Write out only the tail of the records, beginning at the line containing "of the faucet" and including the last line, exactly as written.

● **Extracted records**:
•••••
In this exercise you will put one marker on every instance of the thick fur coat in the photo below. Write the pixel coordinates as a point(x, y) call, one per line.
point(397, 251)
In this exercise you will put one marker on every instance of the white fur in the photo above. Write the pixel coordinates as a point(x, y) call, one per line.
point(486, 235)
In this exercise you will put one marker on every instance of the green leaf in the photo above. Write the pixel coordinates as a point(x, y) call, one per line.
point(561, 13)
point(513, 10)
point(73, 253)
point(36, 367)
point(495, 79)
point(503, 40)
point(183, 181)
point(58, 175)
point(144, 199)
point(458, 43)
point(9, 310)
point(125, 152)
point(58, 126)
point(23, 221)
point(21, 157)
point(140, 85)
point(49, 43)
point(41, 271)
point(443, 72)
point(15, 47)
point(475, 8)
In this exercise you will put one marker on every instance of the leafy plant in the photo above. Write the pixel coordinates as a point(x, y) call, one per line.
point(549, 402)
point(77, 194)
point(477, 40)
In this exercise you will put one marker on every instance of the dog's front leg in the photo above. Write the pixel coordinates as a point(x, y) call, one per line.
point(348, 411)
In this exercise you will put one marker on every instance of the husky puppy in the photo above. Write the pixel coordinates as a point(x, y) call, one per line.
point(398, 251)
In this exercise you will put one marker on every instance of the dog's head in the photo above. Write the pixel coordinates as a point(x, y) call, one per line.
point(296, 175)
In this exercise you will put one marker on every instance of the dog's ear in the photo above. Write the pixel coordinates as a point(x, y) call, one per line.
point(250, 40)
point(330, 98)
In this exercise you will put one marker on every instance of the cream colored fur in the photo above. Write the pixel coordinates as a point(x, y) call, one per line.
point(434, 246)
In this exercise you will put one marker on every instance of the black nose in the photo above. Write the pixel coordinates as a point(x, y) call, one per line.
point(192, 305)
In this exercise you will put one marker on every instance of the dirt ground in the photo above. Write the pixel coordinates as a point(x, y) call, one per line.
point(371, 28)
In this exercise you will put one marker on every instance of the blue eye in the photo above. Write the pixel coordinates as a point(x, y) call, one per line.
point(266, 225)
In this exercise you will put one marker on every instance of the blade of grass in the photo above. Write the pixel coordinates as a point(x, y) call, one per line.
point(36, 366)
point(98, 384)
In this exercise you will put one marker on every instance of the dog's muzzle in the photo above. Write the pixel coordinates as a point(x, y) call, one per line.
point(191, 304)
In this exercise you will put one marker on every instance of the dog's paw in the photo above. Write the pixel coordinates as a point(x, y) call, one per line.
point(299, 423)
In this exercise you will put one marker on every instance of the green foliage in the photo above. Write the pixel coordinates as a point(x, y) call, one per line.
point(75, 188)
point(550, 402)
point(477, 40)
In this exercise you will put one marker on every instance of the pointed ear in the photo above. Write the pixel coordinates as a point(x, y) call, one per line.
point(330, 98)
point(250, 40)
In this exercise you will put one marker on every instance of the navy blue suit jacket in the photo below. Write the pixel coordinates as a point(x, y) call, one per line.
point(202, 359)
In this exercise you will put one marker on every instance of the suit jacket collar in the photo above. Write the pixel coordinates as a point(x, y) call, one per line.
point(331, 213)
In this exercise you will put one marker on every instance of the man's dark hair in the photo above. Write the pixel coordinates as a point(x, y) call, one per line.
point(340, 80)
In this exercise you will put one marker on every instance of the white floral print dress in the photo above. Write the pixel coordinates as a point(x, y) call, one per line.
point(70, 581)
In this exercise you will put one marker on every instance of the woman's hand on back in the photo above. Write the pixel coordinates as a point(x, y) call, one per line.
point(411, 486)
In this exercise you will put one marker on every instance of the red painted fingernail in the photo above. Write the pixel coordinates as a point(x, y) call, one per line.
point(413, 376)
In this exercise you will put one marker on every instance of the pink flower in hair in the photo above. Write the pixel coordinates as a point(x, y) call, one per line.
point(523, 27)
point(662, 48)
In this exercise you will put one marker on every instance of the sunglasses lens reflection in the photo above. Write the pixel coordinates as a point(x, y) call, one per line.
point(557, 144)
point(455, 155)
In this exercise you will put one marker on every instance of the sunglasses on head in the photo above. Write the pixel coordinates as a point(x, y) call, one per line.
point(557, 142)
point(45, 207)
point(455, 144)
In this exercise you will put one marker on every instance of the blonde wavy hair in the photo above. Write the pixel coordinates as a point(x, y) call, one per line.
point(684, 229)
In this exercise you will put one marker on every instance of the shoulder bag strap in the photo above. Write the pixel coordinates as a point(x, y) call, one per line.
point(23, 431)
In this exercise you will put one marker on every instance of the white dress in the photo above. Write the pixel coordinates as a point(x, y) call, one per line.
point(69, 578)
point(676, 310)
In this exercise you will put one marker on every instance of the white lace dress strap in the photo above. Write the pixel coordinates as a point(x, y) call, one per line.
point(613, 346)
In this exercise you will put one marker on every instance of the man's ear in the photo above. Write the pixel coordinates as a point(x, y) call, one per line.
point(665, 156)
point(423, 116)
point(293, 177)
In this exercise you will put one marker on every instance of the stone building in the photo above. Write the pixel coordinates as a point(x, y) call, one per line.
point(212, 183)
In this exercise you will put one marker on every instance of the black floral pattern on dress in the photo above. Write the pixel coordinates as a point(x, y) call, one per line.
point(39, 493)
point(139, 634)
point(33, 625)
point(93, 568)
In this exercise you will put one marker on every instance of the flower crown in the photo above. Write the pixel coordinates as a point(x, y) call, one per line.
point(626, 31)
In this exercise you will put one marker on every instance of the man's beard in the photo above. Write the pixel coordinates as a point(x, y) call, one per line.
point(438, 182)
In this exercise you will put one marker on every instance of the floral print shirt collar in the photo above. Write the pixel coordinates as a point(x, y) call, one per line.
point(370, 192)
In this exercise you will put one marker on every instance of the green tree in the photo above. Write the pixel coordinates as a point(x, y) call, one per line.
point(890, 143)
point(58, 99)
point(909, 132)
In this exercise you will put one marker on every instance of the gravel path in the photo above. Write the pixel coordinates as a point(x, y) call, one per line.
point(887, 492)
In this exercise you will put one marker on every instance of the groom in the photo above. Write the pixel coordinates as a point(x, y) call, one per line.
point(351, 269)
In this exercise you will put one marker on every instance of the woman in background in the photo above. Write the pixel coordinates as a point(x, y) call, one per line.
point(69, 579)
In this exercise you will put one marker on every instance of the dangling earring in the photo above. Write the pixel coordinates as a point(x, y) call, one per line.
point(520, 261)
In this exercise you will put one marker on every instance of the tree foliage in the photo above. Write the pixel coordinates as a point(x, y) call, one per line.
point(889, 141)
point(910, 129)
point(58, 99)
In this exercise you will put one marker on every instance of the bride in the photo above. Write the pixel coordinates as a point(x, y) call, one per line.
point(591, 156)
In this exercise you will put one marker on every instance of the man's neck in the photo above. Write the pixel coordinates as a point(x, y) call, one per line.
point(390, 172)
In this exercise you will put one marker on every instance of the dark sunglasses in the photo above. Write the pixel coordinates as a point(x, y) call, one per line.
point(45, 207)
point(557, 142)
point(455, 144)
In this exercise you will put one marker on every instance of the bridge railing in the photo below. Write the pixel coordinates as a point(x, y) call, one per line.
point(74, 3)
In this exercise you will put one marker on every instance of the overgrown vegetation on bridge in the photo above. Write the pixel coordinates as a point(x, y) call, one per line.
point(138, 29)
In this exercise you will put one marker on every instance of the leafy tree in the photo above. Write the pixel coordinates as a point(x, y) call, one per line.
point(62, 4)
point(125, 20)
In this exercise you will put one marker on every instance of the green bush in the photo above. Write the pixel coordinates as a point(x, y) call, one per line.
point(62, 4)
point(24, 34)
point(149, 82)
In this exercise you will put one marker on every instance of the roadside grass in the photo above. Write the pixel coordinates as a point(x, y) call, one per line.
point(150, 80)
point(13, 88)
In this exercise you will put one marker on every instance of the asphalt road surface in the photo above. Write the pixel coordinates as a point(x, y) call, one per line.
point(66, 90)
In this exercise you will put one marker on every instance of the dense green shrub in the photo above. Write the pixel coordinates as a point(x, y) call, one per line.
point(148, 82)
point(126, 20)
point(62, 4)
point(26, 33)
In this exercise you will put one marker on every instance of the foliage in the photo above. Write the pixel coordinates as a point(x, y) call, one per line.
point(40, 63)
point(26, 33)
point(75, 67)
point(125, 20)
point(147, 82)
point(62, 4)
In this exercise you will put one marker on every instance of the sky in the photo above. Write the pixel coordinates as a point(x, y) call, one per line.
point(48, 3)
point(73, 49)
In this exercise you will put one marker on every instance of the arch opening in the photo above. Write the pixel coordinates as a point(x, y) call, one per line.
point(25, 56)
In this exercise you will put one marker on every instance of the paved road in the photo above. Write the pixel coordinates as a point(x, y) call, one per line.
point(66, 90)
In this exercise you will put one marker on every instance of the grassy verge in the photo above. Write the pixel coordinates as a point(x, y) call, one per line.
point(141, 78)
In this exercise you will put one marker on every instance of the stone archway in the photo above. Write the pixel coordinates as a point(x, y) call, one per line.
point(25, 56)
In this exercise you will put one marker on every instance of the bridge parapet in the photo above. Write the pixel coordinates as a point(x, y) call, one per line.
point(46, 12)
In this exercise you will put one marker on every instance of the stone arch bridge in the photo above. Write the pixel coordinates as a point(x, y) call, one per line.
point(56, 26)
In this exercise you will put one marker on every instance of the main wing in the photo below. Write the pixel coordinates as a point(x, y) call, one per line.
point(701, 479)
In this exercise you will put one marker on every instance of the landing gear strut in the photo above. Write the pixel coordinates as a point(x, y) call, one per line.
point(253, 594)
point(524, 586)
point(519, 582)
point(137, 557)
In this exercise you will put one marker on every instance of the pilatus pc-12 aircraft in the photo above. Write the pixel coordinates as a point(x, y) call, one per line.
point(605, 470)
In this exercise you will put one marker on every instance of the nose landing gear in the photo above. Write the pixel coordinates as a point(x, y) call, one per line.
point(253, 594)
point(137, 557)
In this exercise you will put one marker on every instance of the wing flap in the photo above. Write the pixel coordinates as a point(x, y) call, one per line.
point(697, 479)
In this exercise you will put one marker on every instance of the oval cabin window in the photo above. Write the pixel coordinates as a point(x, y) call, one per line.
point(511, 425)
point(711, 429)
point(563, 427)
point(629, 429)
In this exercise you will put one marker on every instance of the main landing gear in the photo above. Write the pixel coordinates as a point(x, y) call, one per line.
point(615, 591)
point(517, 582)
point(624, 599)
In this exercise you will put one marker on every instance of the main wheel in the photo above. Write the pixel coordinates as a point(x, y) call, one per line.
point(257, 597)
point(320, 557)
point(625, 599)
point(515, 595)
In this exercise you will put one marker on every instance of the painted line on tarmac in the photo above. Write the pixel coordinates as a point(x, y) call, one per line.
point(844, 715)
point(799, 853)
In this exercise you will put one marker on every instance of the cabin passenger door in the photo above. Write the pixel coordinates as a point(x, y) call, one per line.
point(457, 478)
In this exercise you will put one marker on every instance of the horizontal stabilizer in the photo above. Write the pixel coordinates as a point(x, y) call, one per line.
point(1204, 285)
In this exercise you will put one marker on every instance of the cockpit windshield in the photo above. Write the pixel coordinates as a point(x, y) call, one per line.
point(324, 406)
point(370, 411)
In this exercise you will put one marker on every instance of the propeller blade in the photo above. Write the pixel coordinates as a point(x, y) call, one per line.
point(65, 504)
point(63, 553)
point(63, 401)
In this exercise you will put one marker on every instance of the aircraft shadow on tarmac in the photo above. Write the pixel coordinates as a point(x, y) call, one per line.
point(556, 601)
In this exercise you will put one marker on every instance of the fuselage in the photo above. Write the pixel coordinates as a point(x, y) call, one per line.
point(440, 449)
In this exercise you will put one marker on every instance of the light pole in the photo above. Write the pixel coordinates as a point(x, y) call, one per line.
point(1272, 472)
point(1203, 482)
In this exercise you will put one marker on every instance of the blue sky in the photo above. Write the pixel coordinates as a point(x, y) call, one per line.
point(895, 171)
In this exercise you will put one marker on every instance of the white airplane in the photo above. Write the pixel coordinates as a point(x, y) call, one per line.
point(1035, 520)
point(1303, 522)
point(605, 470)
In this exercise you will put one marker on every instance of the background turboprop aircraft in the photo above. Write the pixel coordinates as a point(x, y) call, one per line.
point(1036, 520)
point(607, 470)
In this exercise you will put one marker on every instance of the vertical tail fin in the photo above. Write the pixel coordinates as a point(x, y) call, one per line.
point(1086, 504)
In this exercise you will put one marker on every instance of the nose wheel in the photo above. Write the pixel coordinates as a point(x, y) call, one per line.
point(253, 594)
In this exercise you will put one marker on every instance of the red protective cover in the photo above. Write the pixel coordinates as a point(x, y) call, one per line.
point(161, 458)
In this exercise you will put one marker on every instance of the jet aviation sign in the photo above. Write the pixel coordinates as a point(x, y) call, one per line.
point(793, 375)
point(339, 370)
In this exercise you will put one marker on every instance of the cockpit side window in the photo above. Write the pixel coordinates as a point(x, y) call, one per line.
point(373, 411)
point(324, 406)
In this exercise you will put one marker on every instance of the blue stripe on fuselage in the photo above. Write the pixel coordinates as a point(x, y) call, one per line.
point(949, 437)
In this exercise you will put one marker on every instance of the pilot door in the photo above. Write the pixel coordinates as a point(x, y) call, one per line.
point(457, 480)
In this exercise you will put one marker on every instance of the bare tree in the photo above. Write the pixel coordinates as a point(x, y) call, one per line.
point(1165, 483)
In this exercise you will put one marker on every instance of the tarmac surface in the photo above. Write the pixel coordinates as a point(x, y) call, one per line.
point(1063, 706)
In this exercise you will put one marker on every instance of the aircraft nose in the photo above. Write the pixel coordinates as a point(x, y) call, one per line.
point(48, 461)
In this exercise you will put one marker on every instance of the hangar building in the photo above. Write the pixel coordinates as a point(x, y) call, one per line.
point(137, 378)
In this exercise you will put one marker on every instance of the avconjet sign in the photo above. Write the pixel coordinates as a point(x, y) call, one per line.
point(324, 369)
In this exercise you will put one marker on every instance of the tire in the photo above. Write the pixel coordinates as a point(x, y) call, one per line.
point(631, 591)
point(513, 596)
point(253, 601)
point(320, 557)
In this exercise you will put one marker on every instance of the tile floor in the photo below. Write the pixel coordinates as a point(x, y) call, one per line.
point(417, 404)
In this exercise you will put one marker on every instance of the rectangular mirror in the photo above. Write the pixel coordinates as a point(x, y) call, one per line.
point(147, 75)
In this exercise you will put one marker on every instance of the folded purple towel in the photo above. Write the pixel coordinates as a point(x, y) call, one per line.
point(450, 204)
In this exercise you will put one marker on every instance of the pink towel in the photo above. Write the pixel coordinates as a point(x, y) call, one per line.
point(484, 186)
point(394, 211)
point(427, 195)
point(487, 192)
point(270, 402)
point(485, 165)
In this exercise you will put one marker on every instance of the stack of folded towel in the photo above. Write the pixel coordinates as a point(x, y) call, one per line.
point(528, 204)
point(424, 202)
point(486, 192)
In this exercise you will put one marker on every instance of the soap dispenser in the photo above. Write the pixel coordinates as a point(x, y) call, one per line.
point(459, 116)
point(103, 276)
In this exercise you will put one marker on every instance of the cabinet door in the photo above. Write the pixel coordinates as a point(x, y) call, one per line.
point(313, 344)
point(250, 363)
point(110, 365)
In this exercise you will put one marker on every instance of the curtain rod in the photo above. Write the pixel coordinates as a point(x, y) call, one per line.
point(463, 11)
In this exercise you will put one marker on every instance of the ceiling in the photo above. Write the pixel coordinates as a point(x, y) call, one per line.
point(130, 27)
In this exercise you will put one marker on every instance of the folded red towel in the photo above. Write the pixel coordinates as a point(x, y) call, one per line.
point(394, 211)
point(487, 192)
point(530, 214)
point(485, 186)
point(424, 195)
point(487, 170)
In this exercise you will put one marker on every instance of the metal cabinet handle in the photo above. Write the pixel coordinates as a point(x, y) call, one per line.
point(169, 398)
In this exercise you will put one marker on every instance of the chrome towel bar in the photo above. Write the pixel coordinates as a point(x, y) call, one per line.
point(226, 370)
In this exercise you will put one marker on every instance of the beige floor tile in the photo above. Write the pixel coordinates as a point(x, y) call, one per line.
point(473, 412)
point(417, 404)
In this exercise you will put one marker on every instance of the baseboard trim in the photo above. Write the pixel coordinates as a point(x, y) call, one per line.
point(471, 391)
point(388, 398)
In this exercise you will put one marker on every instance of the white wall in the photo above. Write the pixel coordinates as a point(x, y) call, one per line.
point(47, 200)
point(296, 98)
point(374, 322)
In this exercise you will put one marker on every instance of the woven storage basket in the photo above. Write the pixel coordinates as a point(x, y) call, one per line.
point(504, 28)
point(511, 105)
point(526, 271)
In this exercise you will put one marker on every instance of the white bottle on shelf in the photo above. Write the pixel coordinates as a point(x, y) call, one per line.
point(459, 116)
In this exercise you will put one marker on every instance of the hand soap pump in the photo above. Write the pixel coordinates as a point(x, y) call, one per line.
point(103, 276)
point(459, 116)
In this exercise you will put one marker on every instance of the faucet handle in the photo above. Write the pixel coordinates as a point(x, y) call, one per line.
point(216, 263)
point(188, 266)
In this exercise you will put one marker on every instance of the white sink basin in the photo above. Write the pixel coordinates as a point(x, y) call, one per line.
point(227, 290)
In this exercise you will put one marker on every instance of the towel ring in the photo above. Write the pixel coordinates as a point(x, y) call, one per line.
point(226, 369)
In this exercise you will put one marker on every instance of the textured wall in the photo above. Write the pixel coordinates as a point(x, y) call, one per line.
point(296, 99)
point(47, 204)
•••••
● **Correct output**:
In this exercise you will put one marker on every instance of the faucet handle in the photo above. Write the pixel coordinates as a point(x, y) call, one per line.
point(216, 263)
point(188, 266)
In this exercise you will put one marker on every instance of the white sink basin in the photo above. Write the pixel coordinates as a point(x, y) call, one per line.
point(227, 290)
In this exercise you will put one marker on every instance of the towel ring in the photo above. Write the pixel coordinates as a point(x, y) call, one per line.
point(226, 369)
In this exercise you will put one marker on every instance of the textured wall in the photo above. Write the pixel coordinates as a point(x, y) call, one per line.
point(296, 99)
point(47, 204)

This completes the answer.